(Point-per-instance localization data)
=== Section Start ===

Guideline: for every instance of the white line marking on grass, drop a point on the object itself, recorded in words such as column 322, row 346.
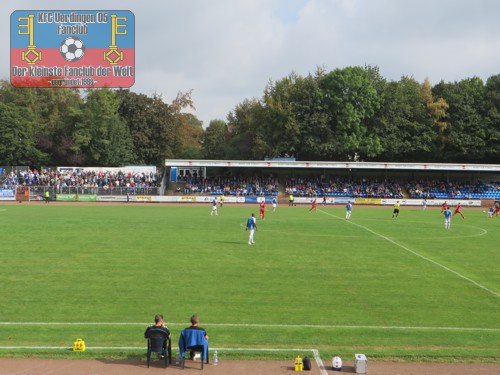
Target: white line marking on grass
column 256, row 325
column 418, row 255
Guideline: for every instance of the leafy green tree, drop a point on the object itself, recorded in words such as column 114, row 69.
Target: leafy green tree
column 492, row 120
column 246, row 137
column 191, row 135
column 154, row 125
column 101, row 135
column 293, row 126
column 214, row 140
column 17, row 146
column 466, row 135
column 405, row 128
column 351, row 100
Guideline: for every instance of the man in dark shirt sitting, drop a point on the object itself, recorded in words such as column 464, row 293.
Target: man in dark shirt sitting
column 159, row 326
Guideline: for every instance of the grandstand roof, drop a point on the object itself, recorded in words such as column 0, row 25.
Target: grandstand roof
column 332, row 165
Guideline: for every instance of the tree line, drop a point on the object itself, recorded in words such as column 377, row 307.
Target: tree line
column 345, row 114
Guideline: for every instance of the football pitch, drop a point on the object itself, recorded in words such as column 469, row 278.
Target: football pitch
column 402, row 288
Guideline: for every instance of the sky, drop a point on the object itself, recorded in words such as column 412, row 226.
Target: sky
column 226, row 51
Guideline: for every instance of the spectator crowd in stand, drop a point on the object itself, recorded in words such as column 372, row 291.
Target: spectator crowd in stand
column 108, row 181
column 59, row 179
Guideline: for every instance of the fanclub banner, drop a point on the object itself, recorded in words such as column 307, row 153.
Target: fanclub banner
column 68, row 48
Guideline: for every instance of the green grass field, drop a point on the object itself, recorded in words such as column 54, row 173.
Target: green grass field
column 392, row 289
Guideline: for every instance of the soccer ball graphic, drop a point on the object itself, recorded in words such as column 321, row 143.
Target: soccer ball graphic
column 72, row 48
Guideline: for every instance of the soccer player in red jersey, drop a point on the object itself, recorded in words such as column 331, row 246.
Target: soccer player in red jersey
column 314, row 205
column 262, row 210
column 444, row 207
column 458, row 210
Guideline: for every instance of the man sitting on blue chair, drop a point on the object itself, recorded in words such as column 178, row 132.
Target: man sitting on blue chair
column 194, row 338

=== Section End ===

EXERCISE:
Only the lines from the one containing "Target: spectator crowd in stand" through the last line of the records above are to be reproduced, exactly and with both ends included.

RESPONSE TO THIS EXERCISE:
Target: spectator crowd in stand
column 108, row 181
column 59, row 179
Guideline: for every instance of the fanclub banner, drop a point on the object itself, recorded in words such as column 307, row 153.
Target: fanclub banner
column 68, row 48
Guideline: for every instance of the green grass field, drop a point on the object itself, recorded in words such as column 54, row 173.
Target: green grass field
column 392, row 289
Guideline: for every instance of the soccer ball graphic, drop a point on the object itself, recorded in words such as column 321, row 143.
Target: soccer ball graphic
column 72, row 48
Guideline: for every instance of the soccer player in red jersey, drop a point on the object itself, recorded in words such as column 331, row 246.
Target: soccer player in red jersey
column 314, row 205
column 262, row 210
column 444, row 207
column 458, row 210
Guideline: for every instance of the man sitting on blue chair, drop a point on the object itself, recorded in words such as column 178, row 132.
Target: man sitting on blue chair
column 194, row 338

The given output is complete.